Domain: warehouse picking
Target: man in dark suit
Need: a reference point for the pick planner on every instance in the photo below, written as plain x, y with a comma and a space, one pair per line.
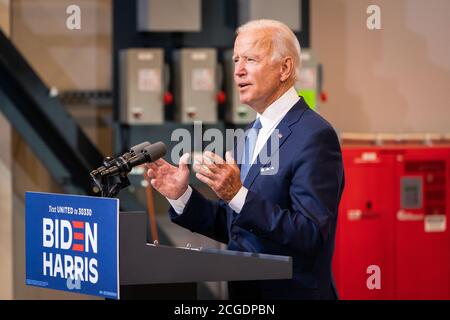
292, 211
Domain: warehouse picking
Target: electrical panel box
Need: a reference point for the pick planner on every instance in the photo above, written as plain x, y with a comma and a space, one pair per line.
142, 84
169, 15
196, 85
365, 234
236, 112
393, 240
309, 84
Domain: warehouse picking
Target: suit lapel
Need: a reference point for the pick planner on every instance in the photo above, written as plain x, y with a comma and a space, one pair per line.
284, 132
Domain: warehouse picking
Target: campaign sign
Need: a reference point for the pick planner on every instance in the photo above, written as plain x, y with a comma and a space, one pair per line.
72, 243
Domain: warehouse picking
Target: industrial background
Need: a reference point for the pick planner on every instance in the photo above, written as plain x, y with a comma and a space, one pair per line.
137, 70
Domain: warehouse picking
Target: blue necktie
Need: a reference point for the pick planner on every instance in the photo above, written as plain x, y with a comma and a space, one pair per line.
249, 146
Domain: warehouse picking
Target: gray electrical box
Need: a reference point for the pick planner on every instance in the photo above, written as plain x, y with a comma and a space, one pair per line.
236, 112
142, 84
196, 85
287, 11
309, 84
169, 15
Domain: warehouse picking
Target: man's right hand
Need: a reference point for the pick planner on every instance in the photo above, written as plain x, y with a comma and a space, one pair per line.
170, 181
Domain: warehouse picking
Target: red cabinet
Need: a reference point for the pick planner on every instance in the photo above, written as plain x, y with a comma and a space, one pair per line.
393, 219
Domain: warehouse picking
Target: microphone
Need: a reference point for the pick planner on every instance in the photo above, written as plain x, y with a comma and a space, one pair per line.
109, 161
123, 165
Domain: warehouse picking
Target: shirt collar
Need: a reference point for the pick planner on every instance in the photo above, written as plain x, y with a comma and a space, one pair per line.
278, 109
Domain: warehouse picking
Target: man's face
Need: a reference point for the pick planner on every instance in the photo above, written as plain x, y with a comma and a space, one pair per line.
256, 75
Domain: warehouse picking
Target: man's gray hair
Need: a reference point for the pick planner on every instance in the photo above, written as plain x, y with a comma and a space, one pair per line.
284, 40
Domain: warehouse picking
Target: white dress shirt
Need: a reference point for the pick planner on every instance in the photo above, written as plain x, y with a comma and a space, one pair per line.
270, 118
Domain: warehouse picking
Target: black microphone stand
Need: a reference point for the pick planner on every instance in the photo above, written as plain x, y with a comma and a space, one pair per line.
110, 185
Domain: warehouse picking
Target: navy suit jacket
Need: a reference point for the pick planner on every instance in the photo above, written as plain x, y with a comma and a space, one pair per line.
292, 213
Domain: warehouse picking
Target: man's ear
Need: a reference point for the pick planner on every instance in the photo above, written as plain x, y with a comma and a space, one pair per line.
286, 68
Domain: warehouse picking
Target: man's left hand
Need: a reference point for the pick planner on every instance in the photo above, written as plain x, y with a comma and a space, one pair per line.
222, 177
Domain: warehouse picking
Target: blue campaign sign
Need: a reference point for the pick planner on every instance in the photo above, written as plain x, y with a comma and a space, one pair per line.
72, 243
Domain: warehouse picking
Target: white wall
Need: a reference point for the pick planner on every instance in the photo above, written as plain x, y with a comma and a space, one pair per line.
396, 79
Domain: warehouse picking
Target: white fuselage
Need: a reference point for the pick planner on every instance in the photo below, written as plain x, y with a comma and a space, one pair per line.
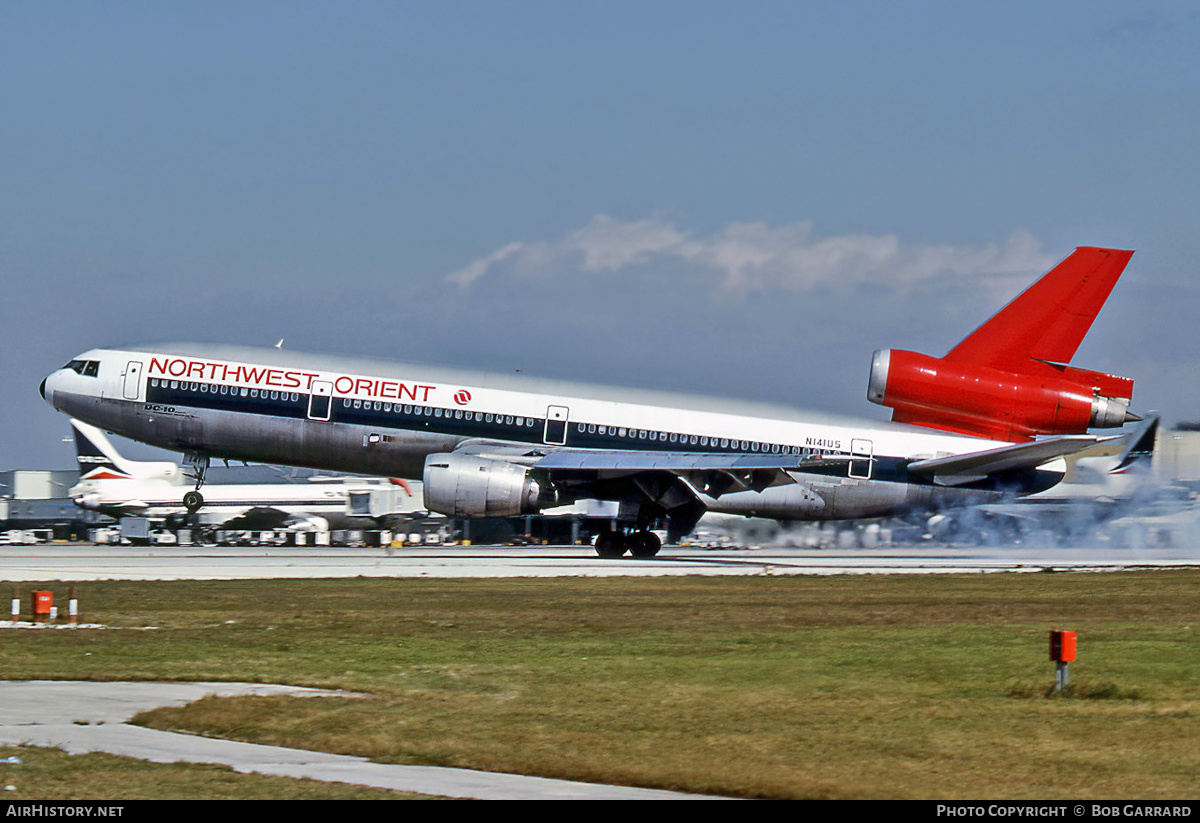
385, 419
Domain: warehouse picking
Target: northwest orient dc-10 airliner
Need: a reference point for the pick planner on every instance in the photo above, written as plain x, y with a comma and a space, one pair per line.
990, 420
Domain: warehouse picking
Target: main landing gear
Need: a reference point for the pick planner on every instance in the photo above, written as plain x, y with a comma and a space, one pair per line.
639, 544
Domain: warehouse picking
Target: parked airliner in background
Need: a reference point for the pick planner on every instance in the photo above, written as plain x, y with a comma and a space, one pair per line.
119, 487
507, 445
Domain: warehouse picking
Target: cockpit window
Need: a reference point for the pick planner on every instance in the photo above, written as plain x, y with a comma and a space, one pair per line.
85, 367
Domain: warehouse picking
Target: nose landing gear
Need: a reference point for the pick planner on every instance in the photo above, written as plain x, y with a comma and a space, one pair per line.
196, 466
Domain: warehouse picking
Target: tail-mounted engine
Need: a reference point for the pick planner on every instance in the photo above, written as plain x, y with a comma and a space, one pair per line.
468, 486
969, 398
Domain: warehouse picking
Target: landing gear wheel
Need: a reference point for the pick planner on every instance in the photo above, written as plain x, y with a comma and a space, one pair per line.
643, 544
610, 544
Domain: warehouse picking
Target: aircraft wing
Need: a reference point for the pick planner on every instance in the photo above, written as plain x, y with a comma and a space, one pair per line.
977, 464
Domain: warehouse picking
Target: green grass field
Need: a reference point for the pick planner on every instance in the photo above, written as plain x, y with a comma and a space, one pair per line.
864, 686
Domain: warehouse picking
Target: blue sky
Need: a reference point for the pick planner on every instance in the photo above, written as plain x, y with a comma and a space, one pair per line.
743, 199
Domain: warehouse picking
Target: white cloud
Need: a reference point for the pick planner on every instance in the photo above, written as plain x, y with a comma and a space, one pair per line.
755, 257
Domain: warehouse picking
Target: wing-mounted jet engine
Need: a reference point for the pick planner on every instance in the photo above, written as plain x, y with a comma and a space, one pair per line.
1011, 379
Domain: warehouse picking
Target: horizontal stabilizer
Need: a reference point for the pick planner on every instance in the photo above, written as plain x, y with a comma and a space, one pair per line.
1006, 458
1141, 443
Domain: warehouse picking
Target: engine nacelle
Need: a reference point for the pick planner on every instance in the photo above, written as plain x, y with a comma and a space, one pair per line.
468, 486
996, 403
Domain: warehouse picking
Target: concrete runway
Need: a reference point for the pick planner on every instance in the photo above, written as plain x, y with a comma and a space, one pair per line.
85, 562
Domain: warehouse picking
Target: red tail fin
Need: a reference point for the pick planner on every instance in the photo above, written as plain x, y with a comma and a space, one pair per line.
1048, 320
1009, 378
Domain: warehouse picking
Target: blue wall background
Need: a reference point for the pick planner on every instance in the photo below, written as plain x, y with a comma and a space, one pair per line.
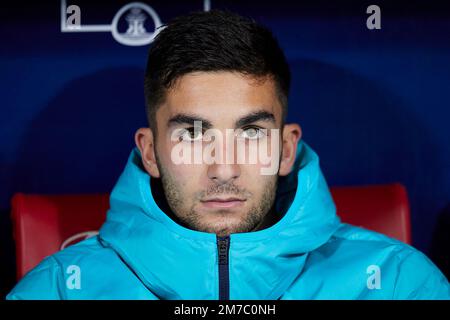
374, 104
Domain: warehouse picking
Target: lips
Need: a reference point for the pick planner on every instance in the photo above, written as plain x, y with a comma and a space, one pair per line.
231, 202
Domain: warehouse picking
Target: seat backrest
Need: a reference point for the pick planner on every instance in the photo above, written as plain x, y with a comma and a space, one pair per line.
44, 224
381, 208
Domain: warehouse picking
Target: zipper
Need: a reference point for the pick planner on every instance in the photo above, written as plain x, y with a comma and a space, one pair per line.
223, 246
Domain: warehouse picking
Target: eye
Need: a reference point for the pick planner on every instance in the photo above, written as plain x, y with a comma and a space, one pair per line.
253, 133
191, 134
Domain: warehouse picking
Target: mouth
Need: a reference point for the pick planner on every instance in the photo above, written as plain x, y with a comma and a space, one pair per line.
231, 202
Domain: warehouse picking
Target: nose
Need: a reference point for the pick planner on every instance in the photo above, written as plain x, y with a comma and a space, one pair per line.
223, 171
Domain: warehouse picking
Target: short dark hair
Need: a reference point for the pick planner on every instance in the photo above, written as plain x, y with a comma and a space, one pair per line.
216, 40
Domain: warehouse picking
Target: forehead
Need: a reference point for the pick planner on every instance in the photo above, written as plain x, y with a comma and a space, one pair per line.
221, 97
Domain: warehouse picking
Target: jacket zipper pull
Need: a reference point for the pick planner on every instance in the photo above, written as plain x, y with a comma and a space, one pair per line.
223, 246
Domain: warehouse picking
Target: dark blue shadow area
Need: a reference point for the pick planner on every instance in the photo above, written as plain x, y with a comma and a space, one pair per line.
81, 141
365, 134
78, 144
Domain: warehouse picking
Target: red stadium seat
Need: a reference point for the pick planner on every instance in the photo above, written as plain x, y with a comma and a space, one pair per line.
44, 224
382, 208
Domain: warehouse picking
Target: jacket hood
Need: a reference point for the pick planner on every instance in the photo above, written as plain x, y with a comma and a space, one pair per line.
175, 262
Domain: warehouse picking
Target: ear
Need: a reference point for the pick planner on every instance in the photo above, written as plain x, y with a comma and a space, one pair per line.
292, 133
145, 142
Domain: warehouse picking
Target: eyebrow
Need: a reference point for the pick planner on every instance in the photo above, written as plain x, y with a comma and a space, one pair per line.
254, 117
184, 118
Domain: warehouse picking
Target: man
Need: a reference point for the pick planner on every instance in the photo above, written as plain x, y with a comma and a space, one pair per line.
225, 227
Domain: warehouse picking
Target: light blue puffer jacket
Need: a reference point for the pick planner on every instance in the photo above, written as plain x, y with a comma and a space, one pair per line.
140, 253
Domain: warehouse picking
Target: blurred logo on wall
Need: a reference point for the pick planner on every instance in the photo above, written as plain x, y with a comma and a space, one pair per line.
135, 24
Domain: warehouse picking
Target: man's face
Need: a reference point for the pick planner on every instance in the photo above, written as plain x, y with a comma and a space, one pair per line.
220, 198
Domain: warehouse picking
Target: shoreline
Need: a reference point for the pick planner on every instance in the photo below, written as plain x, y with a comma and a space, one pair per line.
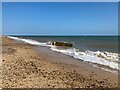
31, 66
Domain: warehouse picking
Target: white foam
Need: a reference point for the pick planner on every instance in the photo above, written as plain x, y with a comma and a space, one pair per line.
85, 56
103, 58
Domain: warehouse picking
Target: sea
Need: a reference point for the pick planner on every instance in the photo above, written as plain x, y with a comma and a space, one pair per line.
101, 50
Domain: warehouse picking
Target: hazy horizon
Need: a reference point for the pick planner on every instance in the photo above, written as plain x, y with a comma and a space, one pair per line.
60, 18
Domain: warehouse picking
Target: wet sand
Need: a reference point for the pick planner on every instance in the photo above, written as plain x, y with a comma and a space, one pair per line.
27, 66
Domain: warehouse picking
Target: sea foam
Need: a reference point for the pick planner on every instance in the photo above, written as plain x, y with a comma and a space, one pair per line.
103, 58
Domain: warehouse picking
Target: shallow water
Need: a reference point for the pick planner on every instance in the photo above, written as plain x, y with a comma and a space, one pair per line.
98, 50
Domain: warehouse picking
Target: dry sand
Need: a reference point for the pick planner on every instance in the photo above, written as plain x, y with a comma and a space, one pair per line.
27, 66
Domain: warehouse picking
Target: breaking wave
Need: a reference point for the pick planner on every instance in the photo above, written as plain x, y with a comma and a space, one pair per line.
102, 58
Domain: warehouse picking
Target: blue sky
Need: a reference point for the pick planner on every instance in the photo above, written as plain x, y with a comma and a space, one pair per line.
55, 18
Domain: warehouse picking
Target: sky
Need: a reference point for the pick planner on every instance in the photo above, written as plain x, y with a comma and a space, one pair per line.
60, 18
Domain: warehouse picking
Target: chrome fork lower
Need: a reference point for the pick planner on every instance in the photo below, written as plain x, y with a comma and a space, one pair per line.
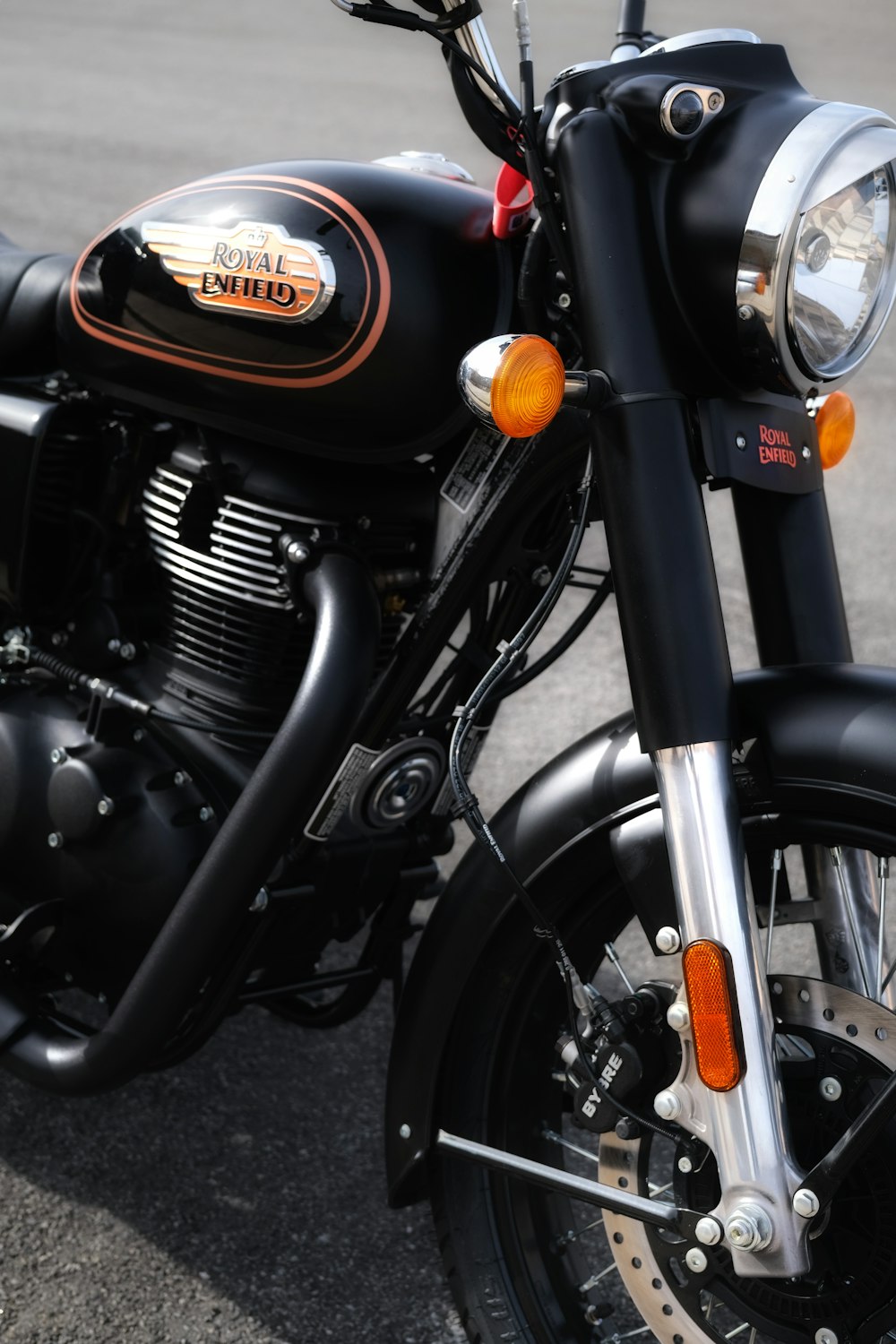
745, 1128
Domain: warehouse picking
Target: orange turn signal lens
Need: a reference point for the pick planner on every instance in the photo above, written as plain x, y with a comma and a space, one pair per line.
527, 387
836, 425
712, 1021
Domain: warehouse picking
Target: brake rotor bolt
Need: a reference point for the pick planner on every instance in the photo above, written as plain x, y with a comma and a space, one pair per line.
806, 1203
667, 1105
708, 1231
748, 1228
668, 941
677, 1016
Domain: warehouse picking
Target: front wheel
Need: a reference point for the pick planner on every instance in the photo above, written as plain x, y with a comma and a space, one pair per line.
530, 1265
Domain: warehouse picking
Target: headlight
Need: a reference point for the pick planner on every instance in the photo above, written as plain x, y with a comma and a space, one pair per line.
817, 271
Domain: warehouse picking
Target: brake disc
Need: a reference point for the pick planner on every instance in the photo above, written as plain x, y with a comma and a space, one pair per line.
820, 1027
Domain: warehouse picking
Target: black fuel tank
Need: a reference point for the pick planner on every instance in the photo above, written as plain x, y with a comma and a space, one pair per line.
316, 306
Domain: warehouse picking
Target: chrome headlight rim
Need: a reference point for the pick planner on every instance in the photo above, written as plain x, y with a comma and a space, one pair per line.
796, 180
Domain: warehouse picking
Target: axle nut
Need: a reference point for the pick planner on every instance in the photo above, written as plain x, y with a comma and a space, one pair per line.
708, 1231
748, 1228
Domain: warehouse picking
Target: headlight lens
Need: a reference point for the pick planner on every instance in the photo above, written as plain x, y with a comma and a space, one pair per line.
842, 273
817, 271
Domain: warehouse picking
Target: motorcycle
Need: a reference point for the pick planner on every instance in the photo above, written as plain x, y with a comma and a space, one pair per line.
258, 562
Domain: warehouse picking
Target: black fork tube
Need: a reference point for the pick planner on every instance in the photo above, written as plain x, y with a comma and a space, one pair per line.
664, 575
277, 800
793, 581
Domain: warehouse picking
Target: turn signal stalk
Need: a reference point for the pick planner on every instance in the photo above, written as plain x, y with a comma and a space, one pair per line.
711, 1003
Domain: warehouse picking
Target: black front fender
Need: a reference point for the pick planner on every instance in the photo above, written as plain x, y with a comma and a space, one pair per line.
826, 739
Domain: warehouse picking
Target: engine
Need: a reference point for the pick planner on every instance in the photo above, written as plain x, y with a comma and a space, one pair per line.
168, 564
230, 537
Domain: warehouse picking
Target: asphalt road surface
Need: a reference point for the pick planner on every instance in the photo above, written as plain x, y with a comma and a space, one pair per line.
241, 1199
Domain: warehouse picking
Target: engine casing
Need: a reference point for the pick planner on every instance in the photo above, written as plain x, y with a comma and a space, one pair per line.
323, 306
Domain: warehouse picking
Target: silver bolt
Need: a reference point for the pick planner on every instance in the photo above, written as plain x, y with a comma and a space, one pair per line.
696, 1260
708, 1231
831, 1089
297, 553
806, 1203
677, 1016
668, 941
668, 1105
748, 1228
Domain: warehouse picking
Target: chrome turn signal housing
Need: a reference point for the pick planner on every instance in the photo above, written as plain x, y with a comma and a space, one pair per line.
513, 383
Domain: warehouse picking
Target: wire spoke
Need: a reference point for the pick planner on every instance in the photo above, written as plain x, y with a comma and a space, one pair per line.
595, 1279
564, 1142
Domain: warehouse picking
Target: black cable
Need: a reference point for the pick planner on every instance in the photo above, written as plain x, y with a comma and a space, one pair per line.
564, 642
413, 22
468, 806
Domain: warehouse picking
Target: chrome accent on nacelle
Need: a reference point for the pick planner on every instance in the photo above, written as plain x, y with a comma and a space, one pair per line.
700, 38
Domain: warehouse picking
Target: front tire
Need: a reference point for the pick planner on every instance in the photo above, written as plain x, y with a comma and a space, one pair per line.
528, 1265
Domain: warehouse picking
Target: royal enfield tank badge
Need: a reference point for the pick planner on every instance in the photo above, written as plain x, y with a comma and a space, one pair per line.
252, 271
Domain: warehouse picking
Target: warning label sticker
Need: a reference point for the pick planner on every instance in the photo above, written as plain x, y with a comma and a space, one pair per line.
471, 468
340, 792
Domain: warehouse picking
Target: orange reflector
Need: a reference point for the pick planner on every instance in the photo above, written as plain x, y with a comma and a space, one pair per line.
836, 424
712, 1026
527, 387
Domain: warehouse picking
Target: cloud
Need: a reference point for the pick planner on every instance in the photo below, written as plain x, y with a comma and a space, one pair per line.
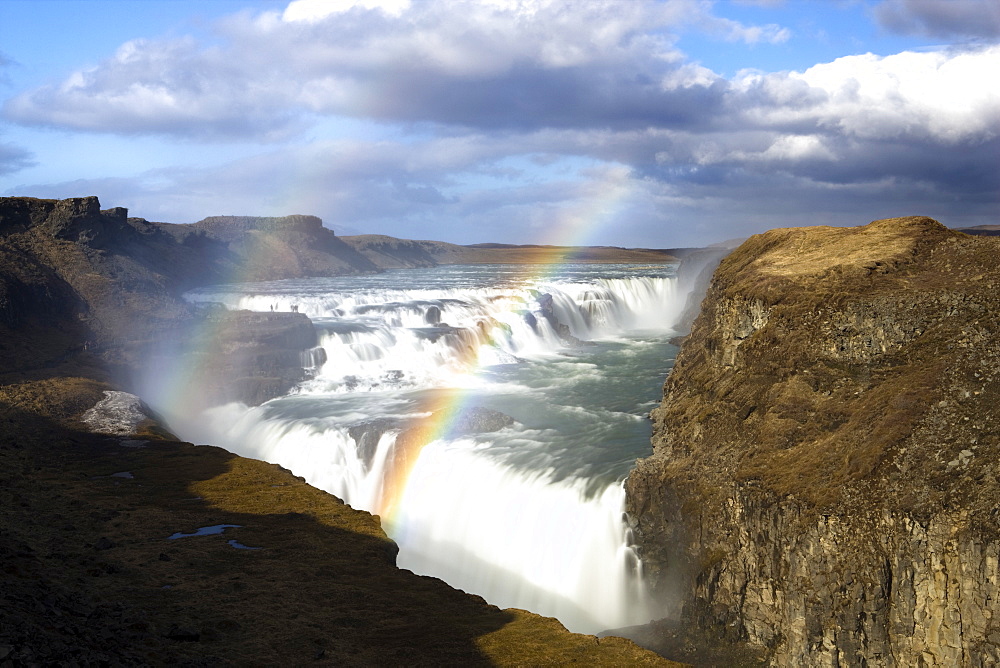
506, 115
954, 18
484, 64
13, 158
940, 96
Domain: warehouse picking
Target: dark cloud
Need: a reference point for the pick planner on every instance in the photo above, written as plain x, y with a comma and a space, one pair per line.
935, 18
508, 124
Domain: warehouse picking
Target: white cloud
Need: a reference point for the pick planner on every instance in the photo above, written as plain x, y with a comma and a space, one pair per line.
315, 10
940, 96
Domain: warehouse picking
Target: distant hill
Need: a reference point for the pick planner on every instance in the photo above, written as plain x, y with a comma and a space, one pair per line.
390, 252
981, 230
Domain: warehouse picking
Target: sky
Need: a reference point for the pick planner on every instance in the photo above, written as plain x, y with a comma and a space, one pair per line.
637, 123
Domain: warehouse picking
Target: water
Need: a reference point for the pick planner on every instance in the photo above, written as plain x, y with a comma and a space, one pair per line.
487, 415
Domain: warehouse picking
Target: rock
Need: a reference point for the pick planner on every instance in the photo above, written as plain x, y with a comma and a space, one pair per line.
824, 481
119, 413
182, 634
103, 543
478, 420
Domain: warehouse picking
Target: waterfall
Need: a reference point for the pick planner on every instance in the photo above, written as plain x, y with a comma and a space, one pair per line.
523, 506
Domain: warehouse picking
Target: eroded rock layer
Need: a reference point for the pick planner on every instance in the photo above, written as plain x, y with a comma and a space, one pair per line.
824, 480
:::
Written request: How many lines in the items above contain the word "airliner"? Reply with the number alone.

Exercise answer: 2